- **Stated task**: List each line in the entries below that contains the word "white".

Region labeling records
>>>
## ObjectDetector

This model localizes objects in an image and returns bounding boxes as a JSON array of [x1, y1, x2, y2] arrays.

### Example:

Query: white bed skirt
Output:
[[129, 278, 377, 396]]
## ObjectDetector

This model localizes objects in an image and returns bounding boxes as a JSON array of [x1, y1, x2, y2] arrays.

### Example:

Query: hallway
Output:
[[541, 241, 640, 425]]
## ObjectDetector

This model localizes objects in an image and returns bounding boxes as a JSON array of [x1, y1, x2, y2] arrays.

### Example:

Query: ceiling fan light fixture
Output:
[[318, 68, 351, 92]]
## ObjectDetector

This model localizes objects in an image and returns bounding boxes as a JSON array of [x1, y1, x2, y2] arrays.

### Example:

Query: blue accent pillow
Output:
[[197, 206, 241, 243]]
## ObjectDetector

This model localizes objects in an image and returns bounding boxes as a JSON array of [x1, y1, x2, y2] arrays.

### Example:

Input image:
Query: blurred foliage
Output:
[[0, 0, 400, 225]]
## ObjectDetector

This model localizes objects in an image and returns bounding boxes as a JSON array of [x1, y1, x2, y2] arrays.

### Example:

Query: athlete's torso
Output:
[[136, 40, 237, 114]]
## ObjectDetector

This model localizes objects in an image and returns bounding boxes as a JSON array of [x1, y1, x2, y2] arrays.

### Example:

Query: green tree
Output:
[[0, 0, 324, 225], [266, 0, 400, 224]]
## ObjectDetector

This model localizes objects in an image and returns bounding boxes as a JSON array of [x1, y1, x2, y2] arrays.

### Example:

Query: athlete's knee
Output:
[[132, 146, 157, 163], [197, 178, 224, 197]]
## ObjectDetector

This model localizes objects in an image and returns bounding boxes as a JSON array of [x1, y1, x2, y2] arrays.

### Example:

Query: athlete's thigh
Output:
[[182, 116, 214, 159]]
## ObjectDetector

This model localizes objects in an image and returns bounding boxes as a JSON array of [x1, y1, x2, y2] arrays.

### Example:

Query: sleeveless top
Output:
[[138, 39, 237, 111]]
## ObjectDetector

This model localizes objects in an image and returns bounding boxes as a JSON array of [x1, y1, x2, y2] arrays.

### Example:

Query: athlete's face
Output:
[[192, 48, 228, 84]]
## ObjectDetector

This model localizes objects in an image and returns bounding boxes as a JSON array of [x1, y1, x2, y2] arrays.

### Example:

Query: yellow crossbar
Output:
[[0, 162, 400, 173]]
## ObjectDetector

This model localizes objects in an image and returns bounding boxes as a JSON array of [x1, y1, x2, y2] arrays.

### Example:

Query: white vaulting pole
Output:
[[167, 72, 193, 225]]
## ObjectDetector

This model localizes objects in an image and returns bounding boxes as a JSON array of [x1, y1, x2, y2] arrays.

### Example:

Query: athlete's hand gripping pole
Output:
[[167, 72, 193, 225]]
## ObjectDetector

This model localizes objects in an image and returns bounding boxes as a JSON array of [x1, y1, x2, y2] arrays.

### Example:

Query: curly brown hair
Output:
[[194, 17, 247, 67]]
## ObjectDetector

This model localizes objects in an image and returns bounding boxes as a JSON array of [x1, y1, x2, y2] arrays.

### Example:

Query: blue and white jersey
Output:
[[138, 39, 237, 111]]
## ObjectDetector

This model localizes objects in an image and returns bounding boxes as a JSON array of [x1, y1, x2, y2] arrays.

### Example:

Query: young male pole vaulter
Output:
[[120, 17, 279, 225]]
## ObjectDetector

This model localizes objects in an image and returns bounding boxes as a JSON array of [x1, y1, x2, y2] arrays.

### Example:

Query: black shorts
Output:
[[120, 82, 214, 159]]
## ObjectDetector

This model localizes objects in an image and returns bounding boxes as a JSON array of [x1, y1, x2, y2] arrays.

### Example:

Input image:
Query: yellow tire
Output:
<<<
- **Answer to this problem**:
Query: white bed skirt
Query: white vaulting pole
Query: blue and white jersey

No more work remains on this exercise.